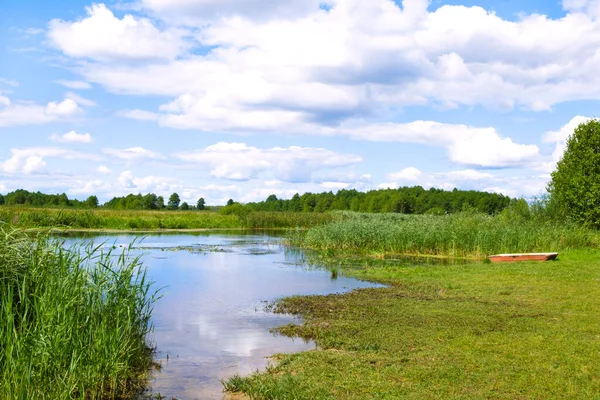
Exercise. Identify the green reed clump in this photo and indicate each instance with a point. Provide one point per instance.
(278, 219)
(455, 235)
(115, 219)
(73, 322)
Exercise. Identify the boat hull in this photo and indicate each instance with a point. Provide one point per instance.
(523, 257)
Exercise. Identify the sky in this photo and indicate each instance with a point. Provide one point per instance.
(242, 99)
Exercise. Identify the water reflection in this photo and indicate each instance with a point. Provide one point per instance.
(211, 322)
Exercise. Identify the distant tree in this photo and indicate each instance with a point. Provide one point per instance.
(91, 202)
(150, 202)
(174, 202)
(575, 185)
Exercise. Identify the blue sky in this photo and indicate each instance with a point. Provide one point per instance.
(243, 98)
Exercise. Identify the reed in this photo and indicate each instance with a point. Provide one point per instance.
(25, 218)
(73, 322)
(471, 235)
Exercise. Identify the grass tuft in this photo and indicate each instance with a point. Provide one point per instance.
(73, 322)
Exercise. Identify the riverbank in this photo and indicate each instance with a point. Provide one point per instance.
(142, 221)
(471, 331)
(73, 322)
(462, 235)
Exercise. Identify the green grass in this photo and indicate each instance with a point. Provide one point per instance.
(73, 322)
(473, 331)
(26, 218)
(456, 235)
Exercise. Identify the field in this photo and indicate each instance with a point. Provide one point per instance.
(463, 328)
(102, 219)
(463, 235)
(446, 330)
(73, 323)
(472, 331)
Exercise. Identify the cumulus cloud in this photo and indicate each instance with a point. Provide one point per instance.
(483, 147)
(8, 82)
(32, 160)
(79, 99)
(238, 161)
(73, 84)
(155, 184)
(133, 154)
(72, 137)
(468, 179)
(199, 12)
(559, 139)
(27, 113)
(359, 56)
(104, 37)
(102, 169)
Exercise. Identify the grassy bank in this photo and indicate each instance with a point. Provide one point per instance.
(470, 235)
(73, 323)
(27, 218)
(475, 331)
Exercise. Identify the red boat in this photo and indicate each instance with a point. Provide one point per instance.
(523, 257)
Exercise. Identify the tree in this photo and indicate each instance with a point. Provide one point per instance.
(575, 185)
(92, 202)
(150, 202)
(174, 202)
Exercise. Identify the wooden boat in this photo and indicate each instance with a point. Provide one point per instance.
(523, 257)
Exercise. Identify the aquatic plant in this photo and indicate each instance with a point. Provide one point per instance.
(457, 235)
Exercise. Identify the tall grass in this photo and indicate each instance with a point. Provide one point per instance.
(153, 220)
(114, 219)
(456, 235)
(73, 322)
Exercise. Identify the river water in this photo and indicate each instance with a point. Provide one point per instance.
(211, 321)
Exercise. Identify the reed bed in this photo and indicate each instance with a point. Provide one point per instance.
(73, 322)
(278, 219)
(115, 219)
(470, 235)
(155, 220)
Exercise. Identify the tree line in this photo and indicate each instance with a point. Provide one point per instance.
(149, 201)
(406, 200)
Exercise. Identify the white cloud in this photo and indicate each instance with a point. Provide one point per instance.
(73, 84)
(104, 37)
(102, 169)
(139, 115)
(89, 187)
(466, 145)
(8, 82)
(468, 179)
(361, 56)
(80, 99)
(559, 138)
(26, 113)
(148, 184)
(407, 174)
(72, 137)
(133, 154)
(31, 160)
(238, 161)
(199, 12)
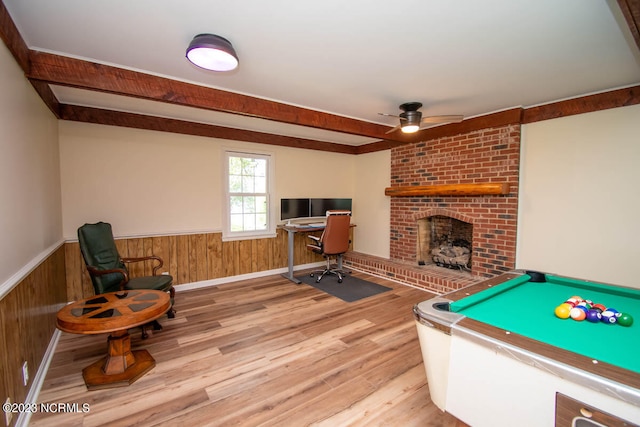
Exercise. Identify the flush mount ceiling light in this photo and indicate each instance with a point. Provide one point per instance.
(411, 122)
(212, 52)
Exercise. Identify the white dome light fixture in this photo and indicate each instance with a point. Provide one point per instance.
(212, 53)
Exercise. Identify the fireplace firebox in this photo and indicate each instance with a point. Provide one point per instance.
(445, 242)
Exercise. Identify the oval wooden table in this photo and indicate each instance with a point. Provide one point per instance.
(115, 313)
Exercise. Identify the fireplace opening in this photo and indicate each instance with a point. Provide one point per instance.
(445, 242)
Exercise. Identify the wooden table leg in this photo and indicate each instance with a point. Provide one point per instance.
(120, 367)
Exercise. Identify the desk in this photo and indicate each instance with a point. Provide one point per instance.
(115, 313)
(291, 232)
(496, 354)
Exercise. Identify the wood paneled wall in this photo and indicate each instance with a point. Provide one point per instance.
(194, 257)
(27, 323)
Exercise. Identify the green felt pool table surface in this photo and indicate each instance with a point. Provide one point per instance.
(525, 307)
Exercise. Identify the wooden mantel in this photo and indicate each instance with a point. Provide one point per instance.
(481, 189)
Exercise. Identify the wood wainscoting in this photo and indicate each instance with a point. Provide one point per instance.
(195, 257)
(27, 323)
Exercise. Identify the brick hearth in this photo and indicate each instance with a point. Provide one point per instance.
(430, 278)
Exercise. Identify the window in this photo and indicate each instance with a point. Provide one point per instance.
(248, 181)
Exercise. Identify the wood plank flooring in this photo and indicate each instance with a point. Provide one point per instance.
(261, 352)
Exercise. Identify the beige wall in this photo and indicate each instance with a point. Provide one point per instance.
(580, 196)
(30, 211)
(146, 182)
(371, 205)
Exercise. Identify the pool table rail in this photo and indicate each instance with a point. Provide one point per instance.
(603, 377)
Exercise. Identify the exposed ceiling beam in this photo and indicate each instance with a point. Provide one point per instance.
(65, 71)
(163, 124)
(584, 104)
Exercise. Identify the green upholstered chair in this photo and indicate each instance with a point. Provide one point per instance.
(108, 270)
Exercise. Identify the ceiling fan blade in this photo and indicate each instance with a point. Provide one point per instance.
(443, 119)
(393, 130)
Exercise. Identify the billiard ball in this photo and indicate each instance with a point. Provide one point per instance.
(594, 316)
(562, 311)
(577, 314)
(609, 316)
(584, 304)
(625, 319)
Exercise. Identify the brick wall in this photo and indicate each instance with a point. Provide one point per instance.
(489, 155)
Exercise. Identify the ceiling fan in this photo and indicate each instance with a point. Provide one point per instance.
(411, 119)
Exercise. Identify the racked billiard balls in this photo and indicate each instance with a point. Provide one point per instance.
(577, 314)
(610, 316)
(625, 319)
(562, 311)
(594, 316)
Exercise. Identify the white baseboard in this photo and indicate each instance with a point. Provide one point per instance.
(38, 380)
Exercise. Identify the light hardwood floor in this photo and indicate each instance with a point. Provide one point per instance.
(261, 352)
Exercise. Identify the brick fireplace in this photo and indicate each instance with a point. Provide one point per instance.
(485, 156)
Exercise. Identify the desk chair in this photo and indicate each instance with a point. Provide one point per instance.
(333, 242)
(108, 270)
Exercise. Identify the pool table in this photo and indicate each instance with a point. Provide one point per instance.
(496, 354)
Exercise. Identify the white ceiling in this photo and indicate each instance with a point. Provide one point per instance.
(351, 58)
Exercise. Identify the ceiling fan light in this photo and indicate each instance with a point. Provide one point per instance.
(212, 53)
(410, 128)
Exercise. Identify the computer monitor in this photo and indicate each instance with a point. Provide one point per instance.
(319, 207)
(294, 208)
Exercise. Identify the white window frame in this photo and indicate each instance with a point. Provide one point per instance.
(270, 231)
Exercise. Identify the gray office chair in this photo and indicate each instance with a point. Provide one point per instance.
(333, 242)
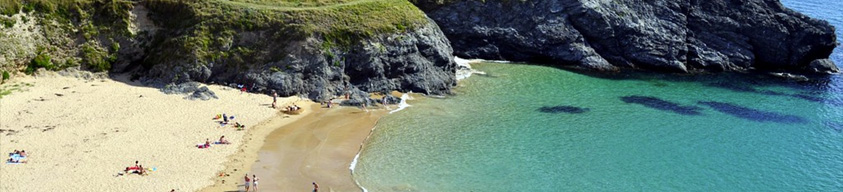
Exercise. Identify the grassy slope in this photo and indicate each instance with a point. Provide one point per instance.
(198, 28)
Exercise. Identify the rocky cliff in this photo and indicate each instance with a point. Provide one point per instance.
(662, 35)
(316, 49)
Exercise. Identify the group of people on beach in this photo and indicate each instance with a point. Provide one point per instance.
(17, 157)
(137, 169)
(251, 182)
(293, 107)
(207, 143)
(225, 120)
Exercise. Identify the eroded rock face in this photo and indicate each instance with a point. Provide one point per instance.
(661, 35)
(419, 60)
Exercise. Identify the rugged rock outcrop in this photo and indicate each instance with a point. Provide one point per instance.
(419, 61)
(662, 35)
(314, 50)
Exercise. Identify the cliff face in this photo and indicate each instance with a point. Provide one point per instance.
(315, 49)
(662, 35)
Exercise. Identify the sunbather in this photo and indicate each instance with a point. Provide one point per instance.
(13, 160)
(222, 140)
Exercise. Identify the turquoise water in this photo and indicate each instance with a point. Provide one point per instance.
(535, 128)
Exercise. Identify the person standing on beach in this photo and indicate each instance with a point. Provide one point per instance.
(247, 183)
(274, 98)
(255, 182)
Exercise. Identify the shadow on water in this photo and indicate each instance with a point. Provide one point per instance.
(837, 126)
(563, 109)
(748, 89)
(660, 104)
(752, 114)
(816, 85)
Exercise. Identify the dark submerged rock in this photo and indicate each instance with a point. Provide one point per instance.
(660, 104)
(752, 114)
(563, 109)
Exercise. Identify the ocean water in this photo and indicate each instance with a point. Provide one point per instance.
(536, 128)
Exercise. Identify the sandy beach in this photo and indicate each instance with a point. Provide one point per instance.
(318, 147)
(80, 133)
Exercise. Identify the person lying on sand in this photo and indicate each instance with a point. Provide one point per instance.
(13, 160)
(222, 140)
(206, 145)
(135, 169)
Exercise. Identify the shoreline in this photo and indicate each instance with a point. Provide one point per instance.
(239, 163)
(317, 148)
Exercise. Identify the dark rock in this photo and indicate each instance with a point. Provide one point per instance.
(661, 35)
(660, 104)
(391, 100)
(182, 88)
(203, 93)
(563, 109)
(823, 66)
(192, 88)
(418, 60)
(358, 98)
(752, 114)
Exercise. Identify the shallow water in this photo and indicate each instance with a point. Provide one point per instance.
(535, 128)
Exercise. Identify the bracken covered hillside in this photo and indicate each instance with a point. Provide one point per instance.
(313, 47)
(662, 35)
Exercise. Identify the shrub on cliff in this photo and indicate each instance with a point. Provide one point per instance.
(42, 60)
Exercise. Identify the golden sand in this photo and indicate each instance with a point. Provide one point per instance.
(80, 133)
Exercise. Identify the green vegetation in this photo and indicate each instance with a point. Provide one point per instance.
(198, 32)
(7, 89)
(42, 60)
(5, 76)
(340, 23)
(7, 22)
(97, 60)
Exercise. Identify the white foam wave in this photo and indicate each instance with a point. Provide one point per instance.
(403, 104)
(464, 69)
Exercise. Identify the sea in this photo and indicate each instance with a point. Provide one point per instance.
(521, 127)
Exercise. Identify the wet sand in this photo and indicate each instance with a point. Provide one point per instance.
(319, 147)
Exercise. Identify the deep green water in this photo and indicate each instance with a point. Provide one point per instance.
(535, 128)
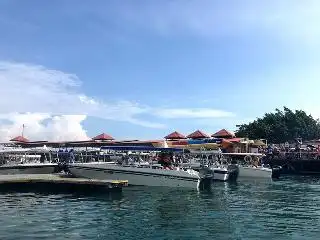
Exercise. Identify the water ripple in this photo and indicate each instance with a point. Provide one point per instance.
(286, 209)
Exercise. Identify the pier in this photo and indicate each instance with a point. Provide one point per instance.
(58, 183)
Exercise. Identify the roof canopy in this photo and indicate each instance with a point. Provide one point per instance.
(103, 137)
(19, 139)
(223, 133)
(175, 135)
(141, 148)
(198, 135)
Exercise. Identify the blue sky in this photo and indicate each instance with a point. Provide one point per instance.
(141, 69)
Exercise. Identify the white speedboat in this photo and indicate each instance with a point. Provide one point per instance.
(254, 172)
(25, 161)
(144, 175)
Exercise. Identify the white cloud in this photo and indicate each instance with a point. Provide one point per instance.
(33, 88)
(192, 113)
(39, 126)
(50, 101)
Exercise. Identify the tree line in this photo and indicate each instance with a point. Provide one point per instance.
(282, 126)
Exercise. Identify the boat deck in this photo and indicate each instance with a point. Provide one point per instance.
(57, 182)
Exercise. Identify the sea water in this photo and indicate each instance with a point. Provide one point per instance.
(284, 209)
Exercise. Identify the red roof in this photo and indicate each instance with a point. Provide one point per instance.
(223, 133)
(103, 137)
(19, 139)
(197, 135)
(234, 139)
(175, 135)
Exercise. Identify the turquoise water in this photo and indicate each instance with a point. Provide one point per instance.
(284, 209)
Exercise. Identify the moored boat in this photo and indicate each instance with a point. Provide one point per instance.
(145, 174)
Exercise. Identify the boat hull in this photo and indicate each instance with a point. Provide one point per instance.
(40, 168)
(136, 176)
(251, 172)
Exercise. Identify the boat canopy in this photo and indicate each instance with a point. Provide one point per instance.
(140, 148)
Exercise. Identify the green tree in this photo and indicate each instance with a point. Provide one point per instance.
(282, 126)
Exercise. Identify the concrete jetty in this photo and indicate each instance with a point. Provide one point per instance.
(57, 183)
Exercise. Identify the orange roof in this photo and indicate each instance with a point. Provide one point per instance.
(223, 133)
(19, 139)
(197, 134)
(175, 135)
(103, 137)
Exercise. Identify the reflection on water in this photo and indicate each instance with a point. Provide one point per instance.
(282, 209)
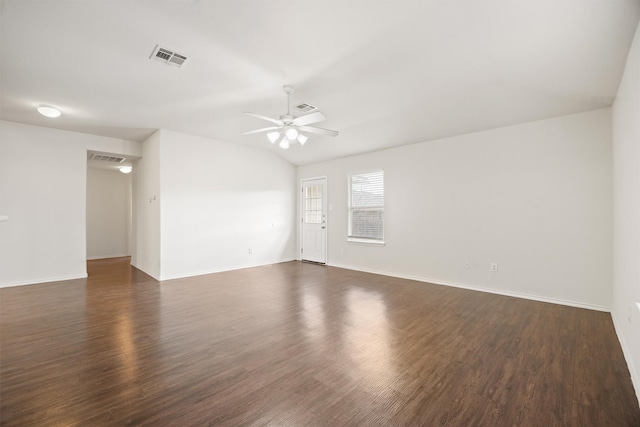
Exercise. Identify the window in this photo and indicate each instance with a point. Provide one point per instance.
+++
_PROBLEM TO SOLVE_. Extract, word for word, every line from the one holding "Exercise. Identify the boat canopy" through the closing line of the data above. Do not include any pictures.

_COMPLETE OUTPUT_.
Exercise. Identify the boat canopy in this photo and indicate each instance with a point. Provide one point per instance.
(140, 148)
Exercise. Identify the green tree in this photo and indicate each instance with a point. Provide one point per instance.
(282, 126)
Exercise. Identify the concrete jetty in this photo and indicate each instance with a point. Provide one point per instance.
(57, 183)
Exercise. Identify the orange roof in this photo and indicate each instance with a point. Provide one point per instance.
(223, 133)
(19, 139)
(197, 134)
(175, 135)
(103, 137)
Exercise. Identify the reflection on water in this photo and indicate each instance with a point. Provide one point per instance.
(282, 209)
Exercise. Identify the window in this photo and indicate each instance with a point. Provide one point per instance.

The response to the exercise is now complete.